-- Start of Input --

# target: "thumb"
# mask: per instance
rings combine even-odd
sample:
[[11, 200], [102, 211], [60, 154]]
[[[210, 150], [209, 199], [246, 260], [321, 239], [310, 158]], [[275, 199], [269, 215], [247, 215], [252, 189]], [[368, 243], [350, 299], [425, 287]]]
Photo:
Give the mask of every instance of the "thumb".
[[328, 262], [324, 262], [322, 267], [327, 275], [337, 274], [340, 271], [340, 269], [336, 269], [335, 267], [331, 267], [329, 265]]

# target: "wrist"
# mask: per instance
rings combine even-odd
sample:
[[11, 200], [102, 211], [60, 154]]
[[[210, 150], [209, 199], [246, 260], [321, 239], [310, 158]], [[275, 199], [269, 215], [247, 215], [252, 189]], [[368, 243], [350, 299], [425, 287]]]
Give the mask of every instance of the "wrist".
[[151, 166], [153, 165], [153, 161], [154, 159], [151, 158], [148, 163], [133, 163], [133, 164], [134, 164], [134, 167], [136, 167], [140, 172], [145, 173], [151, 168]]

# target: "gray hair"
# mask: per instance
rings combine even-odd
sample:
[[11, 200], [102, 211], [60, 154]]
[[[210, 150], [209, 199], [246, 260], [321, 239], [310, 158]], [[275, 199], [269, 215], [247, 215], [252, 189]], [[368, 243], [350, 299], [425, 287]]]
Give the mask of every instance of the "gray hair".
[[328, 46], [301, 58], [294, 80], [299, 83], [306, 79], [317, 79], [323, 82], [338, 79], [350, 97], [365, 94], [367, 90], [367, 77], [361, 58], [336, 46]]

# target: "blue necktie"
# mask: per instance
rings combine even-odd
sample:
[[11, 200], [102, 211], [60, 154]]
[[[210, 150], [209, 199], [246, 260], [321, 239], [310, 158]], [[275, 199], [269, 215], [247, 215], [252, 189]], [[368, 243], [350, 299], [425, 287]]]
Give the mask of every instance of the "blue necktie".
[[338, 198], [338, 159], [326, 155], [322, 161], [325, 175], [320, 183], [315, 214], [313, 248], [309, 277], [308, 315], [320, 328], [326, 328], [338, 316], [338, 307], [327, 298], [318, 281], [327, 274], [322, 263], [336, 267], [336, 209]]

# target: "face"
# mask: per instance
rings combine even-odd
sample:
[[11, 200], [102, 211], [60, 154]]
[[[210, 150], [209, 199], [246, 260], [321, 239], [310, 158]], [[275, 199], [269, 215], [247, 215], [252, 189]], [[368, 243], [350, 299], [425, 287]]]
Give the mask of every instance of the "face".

-- End of Input --

> Task:
Pull every line from the listing above and reproduce each one unchanged, in its original order.

> Exercise solution:
# target: "thumb"
# mask: per instance
rings combine even-odd
sample:
[[11, 200], [102, 211], [60, 154]]
[[[210, 150], [209, 199], [246, 260], [321, 239], [310, 158]], [[275, 199], [269, 215], [247, 215], [252, 189]], [[368, 243], [350, 299], [425, 287]]]
Photo:
Give the mask of every instance of the "thumb".
[[328, 262], [324, 262], [322, 267], [327, 275], [337, 274], [340, 271], [340, 269], [336, 269], [335, 267], [331, 267], [329, 265]]

# target: "wrist"
# mask: per instance
rings combine even-odd
sample:
[[11, 200], [102, 211], [60, 154]]
[[[210, 150], [209, 199], [246, 260], [321, 239], [310, 158]], [[275, 199], [269, 215], [247, 215], [252, 189]], [[368, 243], [350, 299], [425, 287]]]
Give the mask of every instance of the "wrist".
[[151, 166], [153, 165], [153, 161], [154, 159], [151, 158], [148, 163], [133, 163], [133, 164], [134, 164], [134, 167], [136, 167], [140, 172], [145, 173], [151, 168]]

# target: "gray hair"
# mask: per instance
rings combine even-odd
sample:
[[11, 200], [102, 211], [60, 154]]
[[[210, 150], [209, 199], [246, 260], [321, 239], [310, 158]], [[275, 199], [269, 215], [247, 215], [252, 189]], [[368, 243], [350, 299], [425, 287]]]
Give the mask of every instance of the "gray hair".
[[328, 46], [301, 58], [294, 80], [299, 83], [306, 79], [317, 79], [323, 82], [338, 79], [350, 97], [365, 94], [367, 90], [367, 77], [361, 58], [336, 46]]

# target: "blue necktie"
# mask: per instance
rings combine even-odd
sample:
[[11, 200], [102, 211], [60, 154]]
[[[210, 150], [209, 199], [246, 260], [321, 239], [310, 158]], [[275, 199], [269, 215], [247, 215], [252, 189]], [[368, 243], [350, 299], [425, 287]]]
Give the mask of every instance of the "blue necktie".
[[338, 198], [338, 159], [326, 155], [322, 161], [325, 175], [320, 183], [315, 214], [313, 248], [309, 277], [308, 315], [320, 328], [326, 328], [338, 316], [338, 307], [327, 298], [318, 281], [327, 274], [322, 263], [336, 267], [336, 209]]

# target: "face"
# mask: per instance
rings combine even-odd
sample:
[[11, 200], [102, 211], [60, 154]]
[[[210, 150], [209, 199], [246, 260], [321, 239], [310, 158]], [[275, 199], [269, 215], [247, 215], [252, 189]], [[368, 243], [350, 299], [425, 287]]]
Give the mask of every instance of the "face".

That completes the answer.